## [DIRECTION]
Copy the line with "Tag the wooden spoon" and all lines following it through the last line of the entries, exactly as written.

## [MATERIAL FOR THIS EXERCISE]

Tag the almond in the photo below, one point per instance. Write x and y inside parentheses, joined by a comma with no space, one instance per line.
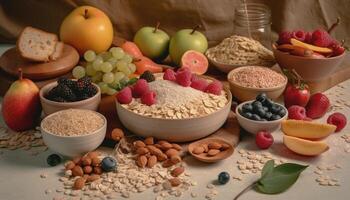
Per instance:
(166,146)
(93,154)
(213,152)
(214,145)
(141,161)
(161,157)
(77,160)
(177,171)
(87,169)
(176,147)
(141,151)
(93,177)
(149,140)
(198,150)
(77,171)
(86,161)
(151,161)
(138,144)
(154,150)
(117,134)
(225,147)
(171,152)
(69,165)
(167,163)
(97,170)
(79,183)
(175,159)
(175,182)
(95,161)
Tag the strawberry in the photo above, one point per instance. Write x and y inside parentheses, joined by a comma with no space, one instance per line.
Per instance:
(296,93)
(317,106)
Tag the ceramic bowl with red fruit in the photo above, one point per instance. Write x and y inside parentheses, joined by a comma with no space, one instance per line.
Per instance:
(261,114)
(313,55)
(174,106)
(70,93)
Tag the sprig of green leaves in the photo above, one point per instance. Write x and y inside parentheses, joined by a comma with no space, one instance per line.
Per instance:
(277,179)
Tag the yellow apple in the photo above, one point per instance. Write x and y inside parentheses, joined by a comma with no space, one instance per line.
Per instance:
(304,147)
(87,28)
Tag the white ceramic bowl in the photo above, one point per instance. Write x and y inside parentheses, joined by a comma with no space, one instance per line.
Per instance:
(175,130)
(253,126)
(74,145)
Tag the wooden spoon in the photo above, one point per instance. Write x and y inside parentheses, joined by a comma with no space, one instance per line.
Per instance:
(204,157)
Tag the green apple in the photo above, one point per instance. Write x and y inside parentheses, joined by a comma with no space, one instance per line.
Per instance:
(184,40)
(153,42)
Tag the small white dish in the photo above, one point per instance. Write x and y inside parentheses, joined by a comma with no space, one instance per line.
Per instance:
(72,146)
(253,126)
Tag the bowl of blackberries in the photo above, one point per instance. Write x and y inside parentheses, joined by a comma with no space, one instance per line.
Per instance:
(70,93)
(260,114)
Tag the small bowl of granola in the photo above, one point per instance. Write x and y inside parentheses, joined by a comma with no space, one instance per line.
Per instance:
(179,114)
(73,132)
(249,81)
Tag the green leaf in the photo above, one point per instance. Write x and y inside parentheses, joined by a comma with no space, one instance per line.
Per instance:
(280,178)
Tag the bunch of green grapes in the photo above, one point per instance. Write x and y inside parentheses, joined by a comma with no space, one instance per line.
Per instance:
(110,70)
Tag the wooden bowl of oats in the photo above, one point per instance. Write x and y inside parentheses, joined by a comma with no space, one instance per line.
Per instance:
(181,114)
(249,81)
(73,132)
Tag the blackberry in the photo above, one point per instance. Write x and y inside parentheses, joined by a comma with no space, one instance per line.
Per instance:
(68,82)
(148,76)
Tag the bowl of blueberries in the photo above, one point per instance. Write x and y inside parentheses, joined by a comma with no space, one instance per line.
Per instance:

## [REPLY TO THE EXERCISE]
Tag the wooden spoon in the photo above, one point per instance. Write x and y inside parentheses, joined by a comma with no space, one instance per line.
Per instance:
(204,157)
Tag the green apple in the photo above, one point per instance. Write x and y inside parentheses, joined by a comma with no space, one instance per line.
Per instance:
(184,40)
(153,42)
Tag the small white dish in the photo above, one point per instance. Write x and y inside parentheses, joined by a comma with no space, one instance per line.
Per instance:
(72,146)
(253,126)
Tag the bowl of blackberries in the photo above, one point per instance. Write x and y inside parentheses, joined by a comma with no space, one instance per line.
Per instance:
(70,93)
(260,114)
Tag the small bowl of granola in the photo above, one point per instance. Write x and y inside parentheses, joined by a comma with no space, one instance per line.
Per instance:
(179,114)
(73,132)
(249,81)
Tag the green leaf in the photo above, one point per instance. Write x and y inside parentheses, joined by a comma with no space, one instance per line.
Per instance:
(280,178)
Tag the bunch of green grapes in the photo above, one point per instance. Write x and y inside parentheses, joined by a comma with no space, one instance per line.
Per instance:
(110,70)
Tag the wooden bowl of oats in the photo above, one point per instance. Write x and y inside parentheses, joined by a comma with no space, one instance per line.
Per instance:
(181,114)
(249,81)
(73,132)
Tag the blackberry in the photo above, one point per instance. Write x and y inside parentheses, joined by a comma with no space, one instance per line.
Per instance:
(68,82)
(148,76)
Tag the bowl of blueberries in the photo above, one point per instance. Write x and y inside parentheses, joined by a comma with no space, one instance per line.
Per instance:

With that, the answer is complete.